**SUPPLIED PASSAGE**:
###
= The Lost (Durst novel) =

2014 novel by Sarah Beth Durst

First edition (publ. Harlequin MIRA)

The Lost is a 2014 novel by Sarah Beth Durst. It tells the story of Lauren Chase, a woman who decides to go for a long drive rather than face the results of tests her mother has had, and who ends up in the fictional town of Lost.

Actress Selma Blair bought the rights to the novel in 2018 intending to adapt it to film.

Plans for a sequel called The Missing were already in development by the time the novel was published.

==Plot==
Lauren Chase is a young woman from California who has allowed her mother to move in with her after her struggles with cancer. After realizing that her mother's cancer might have returned Lauren gets into her car and drives all day. Caught up in a dust storm Lauren hallucinates a mysterious man with feather tattoos on his chest and winds up in the town of Lost where she is given free food and lodging. Preparing to go home the following morning she is once again caught up in the dust storm. After driving in and out of it several times she is eventually rescued by the tattooed man who turns out not to be a hallucination. Returning to Lost looking for help, Lauren is told that she will receive aid from the Missing Man. However when Lauren meets the Missing Man and tells him her name he refuses to help her or the other residents of Lost and walks away. As none of the residents can leave Lost until the Missing Man helps them, they are terrified of Lauren and shun her. After an angry mob sets upon her, Lauren is rescued by a six year old child named Claire who rescues Lauren as she is the only person she has ever seen independently walk in and out of the dust storm. Lauren is taken to the apartment of Peter, who turns out to be the man with the tattoos. Peter tells Lauren that only lost things and people end up in Lost and no one can leave without the Missing Man. Peter, who is a "finder" of the lost, decides to help Lauren as she is the only other person, aside from himself, who the Missing Man has ever refused to help.
###
**WHAT YOU SHOULD DO**:
Answer these questions using the article on The Lost:
(a) Who bought the rights to the novel in 2018?
(b) What was the planned sequel called?
(c) How old is Claire?
The listing after this has nothing to do with the article on The Lost.

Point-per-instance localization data
###
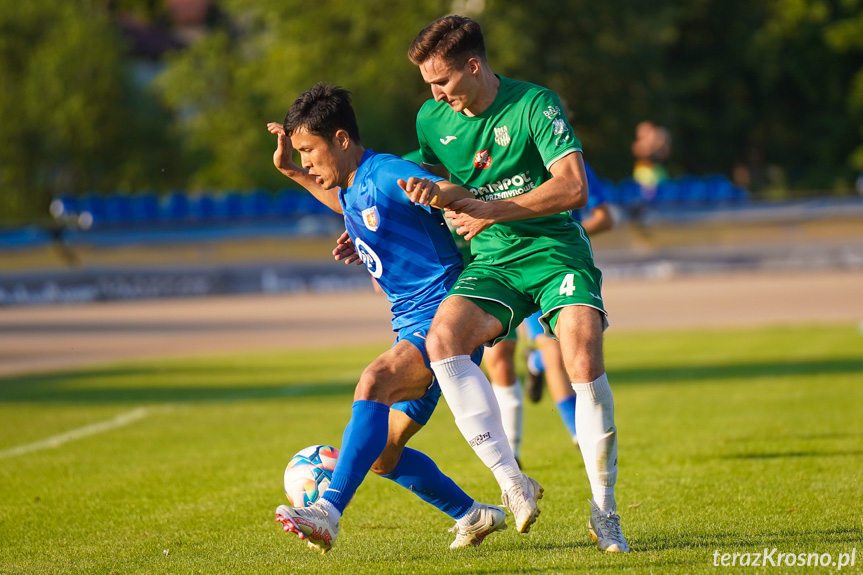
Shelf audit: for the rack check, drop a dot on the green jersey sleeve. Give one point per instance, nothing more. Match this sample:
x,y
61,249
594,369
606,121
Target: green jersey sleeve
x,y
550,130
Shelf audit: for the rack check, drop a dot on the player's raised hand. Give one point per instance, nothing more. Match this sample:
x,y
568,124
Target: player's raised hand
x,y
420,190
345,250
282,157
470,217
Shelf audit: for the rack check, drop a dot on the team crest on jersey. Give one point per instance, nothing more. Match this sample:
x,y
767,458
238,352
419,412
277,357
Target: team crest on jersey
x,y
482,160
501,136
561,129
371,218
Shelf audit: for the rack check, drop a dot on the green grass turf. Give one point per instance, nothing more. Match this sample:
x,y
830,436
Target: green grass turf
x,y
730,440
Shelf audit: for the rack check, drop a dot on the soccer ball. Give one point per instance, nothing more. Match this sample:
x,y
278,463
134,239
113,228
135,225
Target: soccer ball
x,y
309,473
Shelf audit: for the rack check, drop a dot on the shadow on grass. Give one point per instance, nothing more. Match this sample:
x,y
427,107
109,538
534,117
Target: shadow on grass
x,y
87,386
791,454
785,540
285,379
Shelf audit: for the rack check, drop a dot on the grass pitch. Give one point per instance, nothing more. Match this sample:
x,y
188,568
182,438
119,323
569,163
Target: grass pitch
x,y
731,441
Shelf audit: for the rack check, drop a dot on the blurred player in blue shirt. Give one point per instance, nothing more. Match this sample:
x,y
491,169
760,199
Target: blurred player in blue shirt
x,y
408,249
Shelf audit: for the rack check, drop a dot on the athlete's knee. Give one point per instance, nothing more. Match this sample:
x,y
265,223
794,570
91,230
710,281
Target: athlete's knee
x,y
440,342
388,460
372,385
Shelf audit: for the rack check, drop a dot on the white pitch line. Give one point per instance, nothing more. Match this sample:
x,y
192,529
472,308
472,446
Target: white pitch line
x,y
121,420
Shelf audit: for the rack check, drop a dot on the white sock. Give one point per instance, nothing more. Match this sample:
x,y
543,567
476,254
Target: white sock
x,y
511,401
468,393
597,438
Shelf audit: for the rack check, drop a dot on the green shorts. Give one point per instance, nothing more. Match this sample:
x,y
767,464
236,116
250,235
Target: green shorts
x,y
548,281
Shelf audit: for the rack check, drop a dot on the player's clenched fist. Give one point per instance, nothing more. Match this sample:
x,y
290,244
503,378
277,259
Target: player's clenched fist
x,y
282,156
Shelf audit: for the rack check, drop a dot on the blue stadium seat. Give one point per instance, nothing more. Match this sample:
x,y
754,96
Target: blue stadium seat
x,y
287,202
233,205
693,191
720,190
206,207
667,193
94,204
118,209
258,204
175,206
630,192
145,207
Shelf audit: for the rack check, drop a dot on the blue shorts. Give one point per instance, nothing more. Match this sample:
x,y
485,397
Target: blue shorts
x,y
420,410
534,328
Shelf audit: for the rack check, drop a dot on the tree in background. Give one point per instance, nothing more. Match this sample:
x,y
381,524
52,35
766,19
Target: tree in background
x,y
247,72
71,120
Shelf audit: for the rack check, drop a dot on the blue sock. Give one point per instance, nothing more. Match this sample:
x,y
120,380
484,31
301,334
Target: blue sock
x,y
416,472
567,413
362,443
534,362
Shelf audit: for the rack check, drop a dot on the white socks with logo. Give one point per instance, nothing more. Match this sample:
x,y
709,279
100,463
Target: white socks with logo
###
**ANSWER**:
(a) Actress Selma Blair
(b) The Missing
(c) Six years old